DATASET RECORDS:
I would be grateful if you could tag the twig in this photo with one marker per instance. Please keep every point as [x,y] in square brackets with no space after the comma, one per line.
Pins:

---

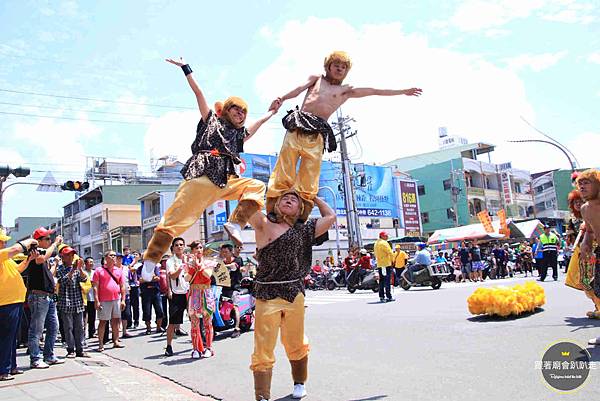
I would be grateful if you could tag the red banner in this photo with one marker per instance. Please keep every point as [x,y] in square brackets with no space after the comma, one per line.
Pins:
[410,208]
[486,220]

==

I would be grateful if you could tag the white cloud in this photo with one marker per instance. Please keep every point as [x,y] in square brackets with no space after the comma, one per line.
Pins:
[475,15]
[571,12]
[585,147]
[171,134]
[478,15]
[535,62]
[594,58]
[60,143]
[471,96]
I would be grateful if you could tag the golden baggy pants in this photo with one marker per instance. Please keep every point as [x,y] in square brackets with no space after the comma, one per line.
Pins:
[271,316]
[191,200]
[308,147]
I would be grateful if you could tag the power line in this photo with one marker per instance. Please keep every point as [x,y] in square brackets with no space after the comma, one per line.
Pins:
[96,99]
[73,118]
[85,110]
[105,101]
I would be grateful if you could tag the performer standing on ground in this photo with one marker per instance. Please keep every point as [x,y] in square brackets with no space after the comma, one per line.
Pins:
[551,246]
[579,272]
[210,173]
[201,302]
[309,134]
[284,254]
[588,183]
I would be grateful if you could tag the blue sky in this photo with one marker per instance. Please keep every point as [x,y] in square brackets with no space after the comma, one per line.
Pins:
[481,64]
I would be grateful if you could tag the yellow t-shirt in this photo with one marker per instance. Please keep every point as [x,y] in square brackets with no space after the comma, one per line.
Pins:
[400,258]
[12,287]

WHAT THIS TASK INVOLVES: List each line of the records above that contains the string "every", copying the lines whole. Matches must agree in case.

WRITTEN SOLUTION:
I would be grateful if you could tag the twig in this photo with one marker per instance. Please keep every point as [x,y] in square brackets with no space after the comma, one per line.
I would be grateful if you could tag the red banner in this photo with one marker per instance. Please keep every point as [x,y] in square brackets with no space after the comma, one per line.
I would be grateful if you could tag the white cloud in this photo with one marker per instance. Please keep every point as [x,y] in square brackets with no space after the comma, one per line.
I would be grateful if you could tag the golden baggy pants in this photo with one marker per instance. Please keep every point as [x,y] in square brackets with no space after the comma, one per line.
I would be grateful if you could tag the power line in this photo with one marker per instance. Please keep every point as [x,y] in square brackets with no space after the comma, one per line.
I would be grateful if you could tag the performer standing on ground in this photo with one marker per instance. Please keep every point as [x,y] in square brackets with no space after the comma, one per line.
I would be grateful if you could tag the blue sky in this photo with one marker per instance. Please keep every point as [x,y] in square brackets with no space after the comma, one per line.
I would be grateful if you could tag the yellow t-shirt in this photo with one marker per instance. Please keep every point as [x,y] in square brackets with no space after the comma, one per line.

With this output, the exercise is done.